**EXTRAIT RETENU**
══════════════════════════════

Propositions pour un cahier dramaturgique
" Il existe des histoires, des images et des mots, des
textes qui vous poursuivent toute la vie ; comme une hantise,
ils resurgissent, vous appellent et demandent à remonter
à la surface, à la lumière, à
la vie. Ce récit de Dostoïevski fait parti de
ceux là ; de ceux que l'on ne peut oublier. Sans doute
l'acteur que je suis a-t-il trouvé là une partie
de lui-même qu'il n'ose révéler qu'à
travers les mots d'un autre. Sans doute que le personnage
qu'il a déjà esquissé est-il si vaste
dans le sens de la grandeur d'âme, et de la générosité
qu'il y puise une énergie revitalisante et consolatrice.
Mais au delà du chemin intérieur, personnel
et singulier d'un acteur. Il existe bel et bien un intérêt
à reprendre ce récit : Comment ne pas voir là
l'aveu d'impuissance d'un écrivain engagé à
réformer une société par la base avec
les faibles, par le peuple. Comment ne pas voir dans cette
histoire le questionnement et les doutes d'un homme confronté
à tous les espoirs que font naître les courants
de réforme socialiste de l'époque face à
la nature profondément égoïste de l'être
humain. Cet écrivain donnera la réponse de son
questionnement quelques années plus tard dans ce que
j'appellerais la suite des avatars de Polzounkov,
dans les aveux de Les carnets
du sous sol.

══════════════════════════════

Données enregistrées:
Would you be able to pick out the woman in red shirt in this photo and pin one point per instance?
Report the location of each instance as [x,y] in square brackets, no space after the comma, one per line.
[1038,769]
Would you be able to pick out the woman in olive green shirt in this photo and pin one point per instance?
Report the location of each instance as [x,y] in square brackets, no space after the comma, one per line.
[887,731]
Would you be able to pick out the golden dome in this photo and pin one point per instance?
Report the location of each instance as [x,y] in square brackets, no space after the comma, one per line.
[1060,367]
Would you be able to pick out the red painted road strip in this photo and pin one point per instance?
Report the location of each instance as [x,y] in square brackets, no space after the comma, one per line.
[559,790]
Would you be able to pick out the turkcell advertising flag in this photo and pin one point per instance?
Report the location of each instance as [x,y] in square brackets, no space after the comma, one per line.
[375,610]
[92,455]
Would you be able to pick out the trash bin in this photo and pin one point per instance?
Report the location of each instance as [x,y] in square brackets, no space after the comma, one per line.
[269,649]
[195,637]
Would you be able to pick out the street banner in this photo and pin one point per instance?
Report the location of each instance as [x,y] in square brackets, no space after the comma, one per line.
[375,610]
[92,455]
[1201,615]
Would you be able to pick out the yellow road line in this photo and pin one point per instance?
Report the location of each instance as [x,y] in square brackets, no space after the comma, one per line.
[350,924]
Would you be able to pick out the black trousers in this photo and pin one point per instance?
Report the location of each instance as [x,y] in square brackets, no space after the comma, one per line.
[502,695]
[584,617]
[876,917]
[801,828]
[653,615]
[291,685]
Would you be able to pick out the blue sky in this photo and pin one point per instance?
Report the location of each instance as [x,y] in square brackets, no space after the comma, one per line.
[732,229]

══════════════════════════════

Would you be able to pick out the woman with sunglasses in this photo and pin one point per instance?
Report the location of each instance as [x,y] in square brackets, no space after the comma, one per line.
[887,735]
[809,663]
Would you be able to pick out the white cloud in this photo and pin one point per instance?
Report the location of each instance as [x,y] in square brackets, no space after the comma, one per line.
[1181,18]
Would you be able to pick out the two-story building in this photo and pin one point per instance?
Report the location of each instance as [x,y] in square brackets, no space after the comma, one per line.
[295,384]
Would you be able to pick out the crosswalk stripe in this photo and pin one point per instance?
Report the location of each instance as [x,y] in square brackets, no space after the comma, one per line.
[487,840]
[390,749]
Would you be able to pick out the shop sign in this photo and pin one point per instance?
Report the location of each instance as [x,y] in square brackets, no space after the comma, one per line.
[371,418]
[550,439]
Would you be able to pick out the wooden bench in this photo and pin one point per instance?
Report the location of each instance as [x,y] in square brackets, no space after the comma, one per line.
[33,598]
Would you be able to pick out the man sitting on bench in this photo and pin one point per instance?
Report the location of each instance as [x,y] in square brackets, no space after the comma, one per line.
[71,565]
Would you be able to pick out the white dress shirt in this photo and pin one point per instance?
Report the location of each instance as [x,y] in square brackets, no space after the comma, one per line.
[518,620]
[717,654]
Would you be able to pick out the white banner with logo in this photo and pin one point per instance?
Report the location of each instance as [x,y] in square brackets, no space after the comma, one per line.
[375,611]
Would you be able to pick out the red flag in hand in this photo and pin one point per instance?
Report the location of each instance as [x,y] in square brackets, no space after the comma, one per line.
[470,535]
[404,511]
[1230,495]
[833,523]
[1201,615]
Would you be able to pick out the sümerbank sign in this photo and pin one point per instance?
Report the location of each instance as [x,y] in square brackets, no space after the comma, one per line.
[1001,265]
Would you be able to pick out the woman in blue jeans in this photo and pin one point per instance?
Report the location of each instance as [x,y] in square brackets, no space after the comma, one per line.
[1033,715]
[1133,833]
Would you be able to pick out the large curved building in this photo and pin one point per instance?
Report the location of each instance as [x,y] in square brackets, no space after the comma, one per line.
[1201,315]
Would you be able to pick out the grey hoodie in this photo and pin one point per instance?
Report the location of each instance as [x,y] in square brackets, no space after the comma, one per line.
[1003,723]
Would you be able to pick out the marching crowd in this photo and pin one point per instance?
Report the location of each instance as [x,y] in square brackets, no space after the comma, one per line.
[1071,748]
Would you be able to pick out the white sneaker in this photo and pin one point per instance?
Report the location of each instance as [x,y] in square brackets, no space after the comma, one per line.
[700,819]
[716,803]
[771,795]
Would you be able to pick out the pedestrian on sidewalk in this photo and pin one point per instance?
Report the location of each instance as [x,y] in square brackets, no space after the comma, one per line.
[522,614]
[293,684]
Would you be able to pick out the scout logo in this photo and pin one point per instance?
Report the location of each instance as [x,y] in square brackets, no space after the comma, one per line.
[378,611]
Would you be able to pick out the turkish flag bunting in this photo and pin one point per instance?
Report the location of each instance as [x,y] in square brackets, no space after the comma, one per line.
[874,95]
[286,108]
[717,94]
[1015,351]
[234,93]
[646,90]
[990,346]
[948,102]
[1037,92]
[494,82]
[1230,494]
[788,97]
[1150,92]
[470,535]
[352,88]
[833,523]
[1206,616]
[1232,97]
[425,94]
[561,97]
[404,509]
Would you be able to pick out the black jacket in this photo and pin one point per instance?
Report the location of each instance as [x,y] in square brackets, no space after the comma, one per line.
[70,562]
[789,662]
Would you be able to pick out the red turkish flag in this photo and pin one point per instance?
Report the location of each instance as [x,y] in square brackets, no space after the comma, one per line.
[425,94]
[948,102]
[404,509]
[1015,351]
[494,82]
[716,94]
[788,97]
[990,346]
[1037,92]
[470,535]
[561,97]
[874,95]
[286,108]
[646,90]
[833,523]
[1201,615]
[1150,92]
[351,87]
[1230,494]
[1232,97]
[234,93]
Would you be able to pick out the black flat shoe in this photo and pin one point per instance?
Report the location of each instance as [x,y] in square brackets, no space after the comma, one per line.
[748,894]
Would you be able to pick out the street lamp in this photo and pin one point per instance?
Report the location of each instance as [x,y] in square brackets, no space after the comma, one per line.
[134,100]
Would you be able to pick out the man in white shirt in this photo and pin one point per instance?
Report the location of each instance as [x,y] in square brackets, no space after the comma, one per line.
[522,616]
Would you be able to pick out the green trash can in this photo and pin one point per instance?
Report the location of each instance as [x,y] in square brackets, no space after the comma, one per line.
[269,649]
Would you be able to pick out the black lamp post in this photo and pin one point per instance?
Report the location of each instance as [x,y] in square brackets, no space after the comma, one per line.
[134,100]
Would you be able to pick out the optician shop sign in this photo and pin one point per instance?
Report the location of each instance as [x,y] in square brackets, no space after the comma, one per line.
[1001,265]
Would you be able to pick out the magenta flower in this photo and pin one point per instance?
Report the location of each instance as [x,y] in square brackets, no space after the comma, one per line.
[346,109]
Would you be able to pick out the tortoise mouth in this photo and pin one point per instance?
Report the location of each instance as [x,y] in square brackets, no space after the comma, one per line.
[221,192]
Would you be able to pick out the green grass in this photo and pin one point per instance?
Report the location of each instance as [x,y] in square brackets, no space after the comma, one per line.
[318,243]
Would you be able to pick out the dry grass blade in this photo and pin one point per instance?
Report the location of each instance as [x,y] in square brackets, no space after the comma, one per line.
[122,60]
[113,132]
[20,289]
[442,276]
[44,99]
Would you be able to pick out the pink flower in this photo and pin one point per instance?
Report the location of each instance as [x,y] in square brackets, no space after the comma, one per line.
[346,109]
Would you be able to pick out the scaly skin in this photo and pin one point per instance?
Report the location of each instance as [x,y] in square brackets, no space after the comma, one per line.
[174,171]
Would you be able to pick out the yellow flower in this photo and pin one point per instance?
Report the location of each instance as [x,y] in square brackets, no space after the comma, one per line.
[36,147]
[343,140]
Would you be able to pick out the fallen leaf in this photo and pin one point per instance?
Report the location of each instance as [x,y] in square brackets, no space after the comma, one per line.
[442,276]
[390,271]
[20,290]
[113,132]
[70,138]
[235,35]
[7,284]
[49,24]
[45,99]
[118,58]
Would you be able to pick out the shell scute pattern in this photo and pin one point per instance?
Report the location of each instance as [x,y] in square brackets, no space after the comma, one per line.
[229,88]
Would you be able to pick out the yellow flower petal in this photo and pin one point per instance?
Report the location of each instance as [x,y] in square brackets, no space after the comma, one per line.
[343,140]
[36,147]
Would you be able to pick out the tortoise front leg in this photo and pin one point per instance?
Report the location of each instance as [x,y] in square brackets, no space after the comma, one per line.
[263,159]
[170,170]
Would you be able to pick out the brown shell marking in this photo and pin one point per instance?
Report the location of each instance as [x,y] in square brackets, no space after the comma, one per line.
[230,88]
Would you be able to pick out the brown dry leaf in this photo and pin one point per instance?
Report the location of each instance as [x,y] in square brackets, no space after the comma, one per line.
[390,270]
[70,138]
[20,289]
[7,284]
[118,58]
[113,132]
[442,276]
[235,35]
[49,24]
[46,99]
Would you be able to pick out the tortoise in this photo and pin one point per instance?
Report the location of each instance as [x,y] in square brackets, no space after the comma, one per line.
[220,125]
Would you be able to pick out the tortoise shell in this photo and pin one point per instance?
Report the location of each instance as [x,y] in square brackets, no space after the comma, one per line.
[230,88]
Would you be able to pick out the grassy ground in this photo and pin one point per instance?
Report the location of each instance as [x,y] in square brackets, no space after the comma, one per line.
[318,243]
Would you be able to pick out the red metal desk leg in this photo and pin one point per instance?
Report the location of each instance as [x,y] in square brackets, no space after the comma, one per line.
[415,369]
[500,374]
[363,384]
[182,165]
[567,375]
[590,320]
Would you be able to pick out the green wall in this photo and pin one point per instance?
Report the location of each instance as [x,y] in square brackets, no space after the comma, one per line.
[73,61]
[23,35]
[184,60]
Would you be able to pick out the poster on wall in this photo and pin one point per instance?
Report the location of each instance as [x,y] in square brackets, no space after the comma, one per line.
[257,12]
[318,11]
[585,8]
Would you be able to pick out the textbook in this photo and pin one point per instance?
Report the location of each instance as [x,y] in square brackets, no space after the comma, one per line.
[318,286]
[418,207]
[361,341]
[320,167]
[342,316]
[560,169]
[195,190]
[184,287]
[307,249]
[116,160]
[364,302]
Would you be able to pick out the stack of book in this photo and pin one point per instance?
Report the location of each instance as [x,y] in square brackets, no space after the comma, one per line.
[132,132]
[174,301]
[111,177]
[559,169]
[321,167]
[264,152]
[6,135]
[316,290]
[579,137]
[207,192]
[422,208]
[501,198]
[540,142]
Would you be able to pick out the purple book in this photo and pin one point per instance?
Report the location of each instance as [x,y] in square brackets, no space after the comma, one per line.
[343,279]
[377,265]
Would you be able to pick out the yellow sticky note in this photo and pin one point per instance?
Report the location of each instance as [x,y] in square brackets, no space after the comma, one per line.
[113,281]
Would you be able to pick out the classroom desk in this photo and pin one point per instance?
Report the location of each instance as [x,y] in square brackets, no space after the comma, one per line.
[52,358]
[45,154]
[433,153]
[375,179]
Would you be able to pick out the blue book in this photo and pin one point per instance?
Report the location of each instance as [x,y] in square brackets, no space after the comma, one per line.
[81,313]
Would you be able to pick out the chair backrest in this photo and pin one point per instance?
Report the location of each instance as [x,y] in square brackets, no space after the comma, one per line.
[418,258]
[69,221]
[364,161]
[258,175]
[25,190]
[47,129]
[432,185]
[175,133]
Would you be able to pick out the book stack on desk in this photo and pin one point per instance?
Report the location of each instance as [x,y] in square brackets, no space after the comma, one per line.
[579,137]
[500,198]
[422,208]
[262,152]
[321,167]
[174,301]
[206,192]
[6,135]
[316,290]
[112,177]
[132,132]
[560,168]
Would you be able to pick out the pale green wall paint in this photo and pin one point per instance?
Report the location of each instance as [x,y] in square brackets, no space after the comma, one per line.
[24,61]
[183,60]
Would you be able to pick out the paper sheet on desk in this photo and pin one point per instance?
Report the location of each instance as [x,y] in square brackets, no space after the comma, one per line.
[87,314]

══════════════════════════════

**CONSIGNE 1**
D'après le texte sur le récit de Dostoïevski, dans quel ouvrage l'écrivain donnera-t-il quelques années plus tard la réponse à son questionnement ?
**CONSIGNE 2**
Recopiez fidèlement un passage du texte sur le récit de Dostoïevski : commencez aux mots « Propositions pour un » et arrêtez-vous après « revitalisante et consolatrice. ».
Appuyez-vous seulement sur le texte pour répondre.

**CORRIGÉ 1**
Dans Les carnets du sous sol.

**CORRIGÉ 2**
Propositions pour un cahier dramaturgique
" Il existe des histoires, des images et des mots, des
textes qui vous poursuivent toute la vie ; comme une hantise,
ils resurgissent, vous appellent et demandent à remonter
à la surface, à la lumière, à
la vie. Ce récit de Dostoïevski fait parti de
ceux là ; de ceux que l'on ne peut oublier. Sans doute
l'acteur que je suis a-t-il trouvé là une partie
de lui-même qu'il n'ose révéler qu'à
travers les mots d'un autre. Sans doute que le personnage
qu'il a déjà esquissé est-il si vaste
dans le sens de la grandeur d'âme, et de la générosité
qu'il y puise une énergie revitalisante et consolatrice.